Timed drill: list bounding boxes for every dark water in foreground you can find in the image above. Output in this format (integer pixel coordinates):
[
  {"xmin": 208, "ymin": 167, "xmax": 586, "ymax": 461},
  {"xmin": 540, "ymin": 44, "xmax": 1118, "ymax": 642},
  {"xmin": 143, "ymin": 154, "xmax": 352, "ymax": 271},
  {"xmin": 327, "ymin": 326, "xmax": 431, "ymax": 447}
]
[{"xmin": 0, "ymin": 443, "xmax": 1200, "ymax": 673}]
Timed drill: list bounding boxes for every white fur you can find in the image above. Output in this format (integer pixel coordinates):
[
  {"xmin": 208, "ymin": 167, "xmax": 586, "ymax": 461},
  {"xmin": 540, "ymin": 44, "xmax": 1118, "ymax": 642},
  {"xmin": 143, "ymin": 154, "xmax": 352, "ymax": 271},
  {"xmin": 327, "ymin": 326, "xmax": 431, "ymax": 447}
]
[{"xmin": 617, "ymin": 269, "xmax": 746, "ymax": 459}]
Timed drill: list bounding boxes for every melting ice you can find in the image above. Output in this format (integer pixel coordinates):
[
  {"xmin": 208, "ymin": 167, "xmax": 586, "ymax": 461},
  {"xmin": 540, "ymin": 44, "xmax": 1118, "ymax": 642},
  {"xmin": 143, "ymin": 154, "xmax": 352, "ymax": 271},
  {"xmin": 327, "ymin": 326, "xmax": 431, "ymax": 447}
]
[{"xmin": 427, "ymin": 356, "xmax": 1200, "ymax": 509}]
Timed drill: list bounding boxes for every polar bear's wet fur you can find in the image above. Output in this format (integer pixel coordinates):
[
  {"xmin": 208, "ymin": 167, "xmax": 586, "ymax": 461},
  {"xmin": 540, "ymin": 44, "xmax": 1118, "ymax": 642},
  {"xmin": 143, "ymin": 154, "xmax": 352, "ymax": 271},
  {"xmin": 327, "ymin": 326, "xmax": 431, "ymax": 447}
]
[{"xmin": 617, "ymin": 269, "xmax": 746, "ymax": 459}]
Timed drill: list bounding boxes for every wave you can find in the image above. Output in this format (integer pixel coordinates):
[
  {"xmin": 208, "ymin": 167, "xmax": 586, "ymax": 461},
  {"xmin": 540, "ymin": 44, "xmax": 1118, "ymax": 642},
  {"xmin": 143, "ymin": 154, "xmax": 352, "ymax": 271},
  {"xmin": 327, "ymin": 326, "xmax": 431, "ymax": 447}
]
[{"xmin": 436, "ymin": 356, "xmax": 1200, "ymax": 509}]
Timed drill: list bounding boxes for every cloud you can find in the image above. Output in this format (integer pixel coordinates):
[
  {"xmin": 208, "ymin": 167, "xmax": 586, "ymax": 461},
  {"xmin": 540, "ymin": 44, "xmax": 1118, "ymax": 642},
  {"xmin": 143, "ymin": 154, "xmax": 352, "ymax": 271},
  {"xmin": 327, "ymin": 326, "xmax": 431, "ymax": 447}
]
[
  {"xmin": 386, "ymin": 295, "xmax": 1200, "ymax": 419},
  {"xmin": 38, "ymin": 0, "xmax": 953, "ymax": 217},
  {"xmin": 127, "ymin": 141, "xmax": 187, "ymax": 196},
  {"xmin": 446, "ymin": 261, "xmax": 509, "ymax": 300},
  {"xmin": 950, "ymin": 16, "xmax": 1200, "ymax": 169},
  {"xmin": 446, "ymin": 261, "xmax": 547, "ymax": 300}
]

**What this task involves:**
Display every line above that includes the string "foreground", copying each one in full. Matching is case-sensitive.

**Full solution:**
Timed drill: list bounding boxes for every dark water in foreground you can find in the image above. Output in this format (integer pixel coordinates):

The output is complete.